> TASK TO CARRY OUT:
Would you give again, exactly, the lines running from the line with "Please point out the dog's erect" to the end of the data below, both included?

[Natural language region descriptions]
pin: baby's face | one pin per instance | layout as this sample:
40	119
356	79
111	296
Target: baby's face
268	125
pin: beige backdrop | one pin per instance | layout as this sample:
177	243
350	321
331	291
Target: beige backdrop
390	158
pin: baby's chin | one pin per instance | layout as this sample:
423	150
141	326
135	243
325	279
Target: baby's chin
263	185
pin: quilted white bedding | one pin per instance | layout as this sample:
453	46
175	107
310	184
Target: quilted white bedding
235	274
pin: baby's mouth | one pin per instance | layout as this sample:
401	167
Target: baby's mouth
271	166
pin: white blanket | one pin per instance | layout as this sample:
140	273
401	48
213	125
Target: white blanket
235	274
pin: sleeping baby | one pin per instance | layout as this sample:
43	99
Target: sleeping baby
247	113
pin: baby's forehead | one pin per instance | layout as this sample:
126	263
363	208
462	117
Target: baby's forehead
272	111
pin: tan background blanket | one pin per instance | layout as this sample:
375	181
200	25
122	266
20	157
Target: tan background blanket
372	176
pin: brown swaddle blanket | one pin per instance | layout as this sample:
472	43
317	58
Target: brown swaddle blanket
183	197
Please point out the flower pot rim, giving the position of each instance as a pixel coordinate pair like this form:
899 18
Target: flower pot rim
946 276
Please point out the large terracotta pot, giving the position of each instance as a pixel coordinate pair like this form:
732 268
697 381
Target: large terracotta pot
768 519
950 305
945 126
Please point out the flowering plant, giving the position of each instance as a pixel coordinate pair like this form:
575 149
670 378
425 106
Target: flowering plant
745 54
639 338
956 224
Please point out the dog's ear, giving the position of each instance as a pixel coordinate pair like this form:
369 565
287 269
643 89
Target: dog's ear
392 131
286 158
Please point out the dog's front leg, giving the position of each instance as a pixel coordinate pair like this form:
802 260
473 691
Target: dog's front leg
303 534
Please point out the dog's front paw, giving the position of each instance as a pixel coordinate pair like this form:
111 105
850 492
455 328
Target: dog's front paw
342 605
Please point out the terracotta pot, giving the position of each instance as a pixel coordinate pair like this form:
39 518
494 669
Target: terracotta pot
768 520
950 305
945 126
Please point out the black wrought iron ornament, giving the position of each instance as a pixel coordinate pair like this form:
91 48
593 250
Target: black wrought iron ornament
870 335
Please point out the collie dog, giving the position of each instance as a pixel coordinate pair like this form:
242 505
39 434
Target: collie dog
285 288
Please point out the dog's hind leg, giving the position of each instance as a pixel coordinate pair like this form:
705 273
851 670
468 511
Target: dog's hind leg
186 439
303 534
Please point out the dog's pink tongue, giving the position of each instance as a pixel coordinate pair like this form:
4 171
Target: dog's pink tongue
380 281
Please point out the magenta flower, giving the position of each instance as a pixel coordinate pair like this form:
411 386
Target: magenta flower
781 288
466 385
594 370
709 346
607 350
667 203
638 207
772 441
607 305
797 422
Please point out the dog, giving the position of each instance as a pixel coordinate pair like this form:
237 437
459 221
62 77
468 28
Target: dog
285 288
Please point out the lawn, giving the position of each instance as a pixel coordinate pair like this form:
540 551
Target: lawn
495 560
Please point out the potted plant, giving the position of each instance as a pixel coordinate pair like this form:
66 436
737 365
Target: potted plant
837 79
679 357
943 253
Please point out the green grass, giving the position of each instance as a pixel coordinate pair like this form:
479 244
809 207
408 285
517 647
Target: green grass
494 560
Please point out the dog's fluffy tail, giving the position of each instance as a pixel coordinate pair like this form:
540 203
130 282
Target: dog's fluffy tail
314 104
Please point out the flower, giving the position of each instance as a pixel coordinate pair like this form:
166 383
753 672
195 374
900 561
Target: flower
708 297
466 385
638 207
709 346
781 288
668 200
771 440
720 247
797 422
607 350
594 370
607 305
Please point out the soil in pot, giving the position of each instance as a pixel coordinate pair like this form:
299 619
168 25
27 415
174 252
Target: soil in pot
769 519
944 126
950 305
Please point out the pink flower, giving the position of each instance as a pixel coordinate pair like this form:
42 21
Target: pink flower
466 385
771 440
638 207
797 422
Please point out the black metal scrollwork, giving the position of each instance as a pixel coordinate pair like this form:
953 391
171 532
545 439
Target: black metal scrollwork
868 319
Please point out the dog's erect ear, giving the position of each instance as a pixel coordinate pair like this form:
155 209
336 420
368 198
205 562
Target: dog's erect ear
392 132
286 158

> RESULT:
Please point out the dog's erect ear, giving the position of each instance as a pixel coordinate pair like this form:
155 209
336 420
368 198
205 562
Target: dog's erect ear
392 132
286 158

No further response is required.